→ TUGAS ANDA: Kumpulkan semua baris dalam catatan berikut yang memuat kata "pickup", lalu salin setiap baris itu tanpa perubahan.
__________________________________________________
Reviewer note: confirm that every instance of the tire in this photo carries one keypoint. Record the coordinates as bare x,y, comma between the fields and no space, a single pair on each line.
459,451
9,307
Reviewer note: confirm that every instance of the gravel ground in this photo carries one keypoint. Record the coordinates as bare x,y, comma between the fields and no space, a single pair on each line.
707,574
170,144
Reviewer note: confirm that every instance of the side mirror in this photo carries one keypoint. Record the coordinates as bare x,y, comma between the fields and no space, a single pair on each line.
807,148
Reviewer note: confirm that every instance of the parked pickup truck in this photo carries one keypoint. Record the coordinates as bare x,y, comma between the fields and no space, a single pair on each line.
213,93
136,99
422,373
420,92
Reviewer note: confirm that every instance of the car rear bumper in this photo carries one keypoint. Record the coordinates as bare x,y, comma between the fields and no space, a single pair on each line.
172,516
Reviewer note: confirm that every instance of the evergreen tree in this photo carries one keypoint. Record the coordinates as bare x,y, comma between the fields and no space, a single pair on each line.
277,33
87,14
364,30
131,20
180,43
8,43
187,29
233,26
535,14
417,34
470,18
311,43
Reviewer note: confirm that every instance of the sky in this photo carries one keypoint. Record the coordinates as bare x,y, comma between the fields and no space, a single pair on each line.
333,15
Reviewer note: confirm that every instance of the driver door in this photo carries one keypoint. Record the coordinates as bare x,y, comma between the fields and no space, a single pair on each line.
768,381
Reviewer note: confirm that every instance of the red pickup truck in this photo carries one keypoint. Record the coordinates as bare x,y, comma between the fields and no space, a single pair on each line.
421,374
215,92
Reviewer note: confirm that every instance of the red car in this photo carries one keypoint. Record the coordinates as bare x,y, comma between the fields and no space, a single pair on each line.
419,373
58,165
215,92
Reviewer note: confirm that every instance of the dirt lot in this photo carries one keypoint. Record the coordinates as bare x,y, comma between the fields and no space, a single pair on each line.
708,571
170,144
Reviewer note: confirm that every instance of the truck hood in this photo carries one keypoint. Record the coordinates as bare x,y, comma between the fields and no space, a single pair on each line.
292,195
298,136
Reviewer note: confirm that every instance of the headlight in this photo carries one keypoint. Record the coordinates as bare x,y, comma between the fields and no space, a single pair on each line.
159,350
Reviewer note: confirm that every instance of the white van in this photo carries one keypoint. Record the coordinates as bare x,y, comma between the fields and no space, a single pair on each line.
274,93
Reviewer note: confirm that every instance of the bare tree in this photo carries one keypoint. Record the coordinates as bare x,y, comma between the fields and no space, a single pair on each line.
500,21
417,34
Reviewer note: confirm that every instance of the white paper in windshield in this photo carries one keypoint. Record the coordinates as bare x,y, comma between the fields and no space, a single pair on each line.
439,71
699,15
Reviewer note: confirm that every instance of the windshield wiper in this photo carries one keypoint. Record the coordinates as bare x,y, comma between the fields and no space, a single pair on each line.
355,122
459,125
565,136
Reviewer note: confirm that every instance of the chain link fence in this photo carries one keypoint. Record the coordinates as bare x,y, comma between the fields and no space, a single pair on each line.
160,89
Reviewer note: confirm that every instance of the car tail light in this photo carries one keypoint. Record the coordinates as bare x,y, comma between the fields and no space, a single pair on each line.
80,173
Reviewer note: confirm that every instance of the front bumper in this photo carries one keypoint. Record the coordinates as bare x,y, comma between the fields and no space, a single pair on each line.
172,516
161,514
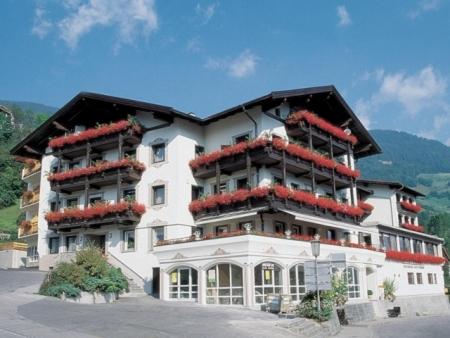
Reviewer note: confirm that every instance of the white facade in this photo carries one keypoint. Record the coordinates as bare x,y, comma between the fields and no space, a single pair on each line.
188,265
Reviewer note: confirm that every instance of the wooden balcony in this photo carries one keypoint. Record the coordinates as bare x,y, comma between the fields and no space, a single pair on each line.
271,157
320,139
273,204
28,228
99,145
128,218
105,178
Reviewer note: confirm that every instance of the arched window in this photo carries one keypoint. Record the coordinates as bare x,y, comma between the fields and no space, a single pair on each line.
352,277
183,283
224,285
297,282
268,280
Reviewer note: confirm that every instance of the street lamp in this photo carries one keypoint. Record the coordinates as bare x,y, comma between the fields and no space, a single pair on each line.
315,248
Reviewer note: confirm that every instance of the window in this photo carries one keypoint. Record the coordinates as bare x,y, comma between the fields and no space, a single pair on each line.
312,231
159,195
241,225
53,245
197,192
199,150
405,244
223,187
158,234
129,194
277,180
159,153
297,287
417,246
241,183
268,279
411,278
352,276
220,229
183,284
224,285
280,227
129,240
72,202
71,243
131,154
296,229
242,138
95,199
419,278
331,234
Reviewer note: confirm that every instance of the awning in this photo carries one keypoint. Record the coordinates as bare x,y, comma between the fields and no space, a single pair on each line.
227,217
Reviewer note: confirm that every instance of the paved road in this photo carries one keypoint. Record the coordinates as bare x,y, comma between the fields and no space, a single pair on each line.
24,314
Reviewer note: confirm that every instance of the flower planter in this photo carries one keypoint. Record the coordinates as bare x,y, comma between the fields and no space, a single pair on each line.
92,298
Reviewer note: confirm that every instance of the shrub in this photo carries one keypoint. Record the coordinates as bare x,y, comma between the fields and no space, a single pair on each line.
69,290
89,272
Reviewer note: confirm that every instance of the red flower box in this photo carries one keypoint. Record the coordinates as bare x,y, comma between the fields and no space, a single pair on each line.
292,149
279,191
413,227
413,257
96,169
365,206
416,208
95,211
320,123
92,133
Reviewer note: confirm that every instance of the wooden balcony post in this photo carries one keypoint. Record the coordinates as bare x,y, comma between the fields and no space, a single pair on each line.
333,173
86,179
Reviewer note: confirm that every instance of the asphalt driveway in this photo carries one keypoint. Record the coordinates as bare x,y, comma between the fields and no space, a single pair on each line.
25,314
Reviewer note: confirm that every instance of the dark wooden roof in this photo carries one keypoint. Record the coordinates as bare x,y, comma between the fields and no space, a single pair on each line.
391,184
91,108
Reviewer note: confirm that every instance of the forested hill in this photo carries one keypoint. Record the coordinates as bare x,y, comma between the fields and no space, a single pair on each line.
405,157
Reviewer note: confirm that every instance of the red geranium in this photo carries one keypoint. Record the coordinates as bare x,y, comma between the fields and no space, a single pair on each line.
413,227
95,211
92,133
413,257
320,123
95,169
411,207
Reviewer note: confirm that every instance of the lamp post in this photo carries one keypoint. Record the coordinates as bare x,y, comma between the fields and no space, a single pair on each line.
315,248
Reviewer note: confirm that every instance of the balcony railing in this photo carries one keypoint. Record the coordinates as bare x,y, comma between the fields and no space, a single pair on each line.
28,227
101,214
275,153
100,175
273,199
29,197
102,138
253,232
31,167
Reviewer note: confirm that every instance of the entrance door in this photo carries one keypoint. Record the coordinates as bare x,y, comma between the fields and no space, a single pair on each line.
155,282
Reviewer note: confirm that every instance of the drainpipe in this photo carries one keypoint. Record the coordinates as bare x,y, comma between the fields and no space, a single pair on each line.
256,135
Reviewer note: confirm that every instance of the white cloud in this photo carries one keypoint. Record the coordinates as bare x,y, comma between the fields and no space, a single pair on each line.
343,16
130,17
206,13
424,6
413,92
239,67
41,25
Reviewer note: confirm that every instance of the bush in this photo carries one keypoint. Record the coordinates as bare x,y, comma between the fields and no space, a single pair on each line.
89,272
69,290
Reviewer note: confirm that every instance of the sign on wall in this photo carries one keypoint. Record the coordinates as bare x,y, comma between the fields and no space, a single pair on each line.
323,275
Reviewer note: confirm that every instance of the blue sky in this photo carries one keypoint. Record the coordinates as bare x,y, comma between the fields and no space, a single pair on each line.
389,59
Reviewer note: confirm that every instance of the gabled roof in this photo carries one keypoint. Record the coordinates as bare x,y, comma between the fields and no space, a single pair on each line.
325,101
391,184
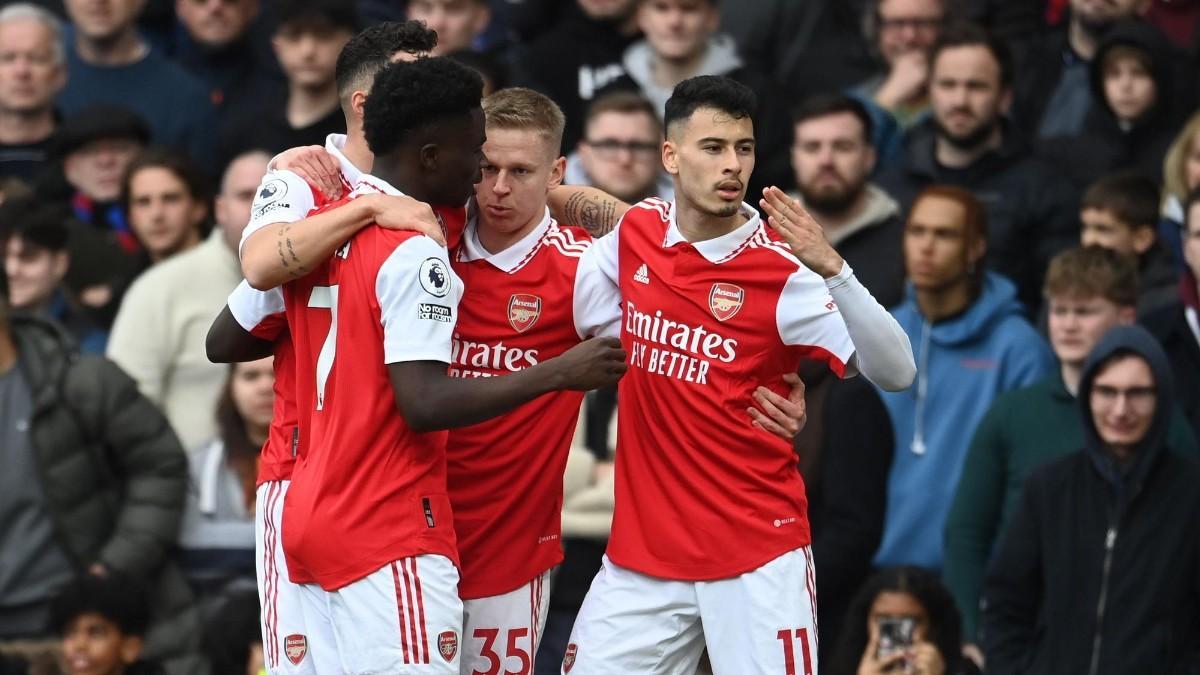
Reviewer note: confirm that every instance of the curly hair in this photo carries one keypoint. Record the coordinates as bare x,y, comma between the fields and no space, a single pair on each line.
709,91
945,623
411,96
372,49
__________________________________________________
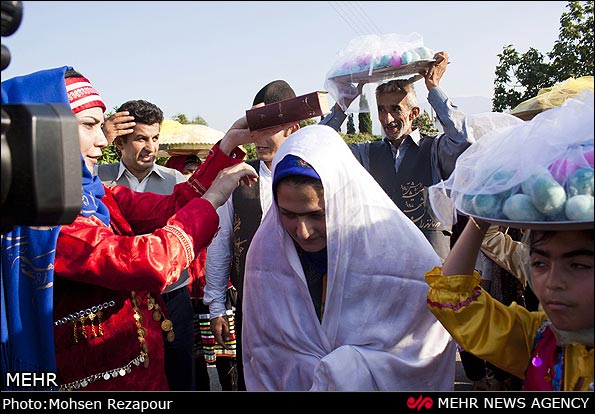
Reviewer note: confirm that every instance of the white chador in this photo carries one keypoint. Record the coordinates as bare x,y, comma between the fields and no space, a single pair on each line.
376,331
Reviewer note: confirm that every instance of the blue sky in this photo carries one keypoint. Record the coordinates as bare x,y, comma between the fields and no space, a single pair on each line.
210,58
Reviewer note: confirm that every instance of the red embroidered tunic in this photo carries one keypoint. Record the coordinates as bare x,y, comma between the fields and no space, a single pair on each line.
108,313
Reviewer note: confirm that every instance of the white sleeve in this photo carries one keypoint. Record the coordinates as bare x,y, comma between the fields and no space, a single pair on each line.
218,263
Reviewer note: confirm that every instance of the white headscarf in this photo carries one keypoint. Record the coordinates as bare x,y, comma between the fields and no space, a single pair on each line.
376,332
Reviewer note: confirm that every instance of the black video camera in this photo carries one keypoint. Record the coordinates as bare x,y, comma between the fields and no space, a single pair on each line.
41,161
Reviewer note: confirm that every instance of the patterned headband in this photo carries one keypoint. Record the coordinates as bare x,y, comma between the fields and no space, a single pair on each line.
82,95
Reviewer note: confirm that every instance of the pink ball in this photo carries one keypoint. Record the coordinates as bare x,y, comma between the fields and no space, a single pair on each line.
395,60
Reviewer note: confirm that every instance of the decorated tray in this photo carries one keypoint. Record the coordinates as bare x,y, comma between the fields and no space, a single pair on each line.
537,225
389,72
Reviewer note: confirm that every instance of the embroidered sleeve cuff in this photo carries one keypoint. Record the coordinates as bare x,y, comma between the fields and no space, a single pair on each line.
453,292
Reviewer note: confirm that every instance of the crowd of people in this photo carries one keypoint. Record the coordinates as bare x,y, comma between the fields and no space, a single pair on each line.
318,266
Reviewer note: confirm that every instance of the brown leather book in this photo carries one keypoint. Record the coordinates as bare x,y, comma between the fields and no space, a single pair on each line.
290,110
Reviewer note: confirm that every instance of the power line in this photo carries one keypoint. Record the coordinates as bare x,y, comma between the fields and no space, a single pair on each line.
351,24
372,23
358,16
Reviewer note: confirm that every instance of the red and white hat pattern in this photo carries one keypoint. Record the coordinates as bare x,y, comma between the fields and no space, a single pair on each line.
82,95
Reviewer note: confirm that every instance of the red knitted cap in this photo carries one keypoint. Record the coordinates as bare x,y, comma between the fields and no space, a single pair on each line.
__________________________________________________
→ JAWABAN LENGKAP:
Reviewer note: confirm that every instance of the parked pickup truck in this photo carries one keypoint. Record the coordinates as bare x,y, comma between the fields and no space, a single pair on each line.
Reviewer note: confirm that every instance of the red pickup truck in this photo carries one keypoint. Record the coordinates as bare x,y, comma between the fields and no space, a single pair on each line.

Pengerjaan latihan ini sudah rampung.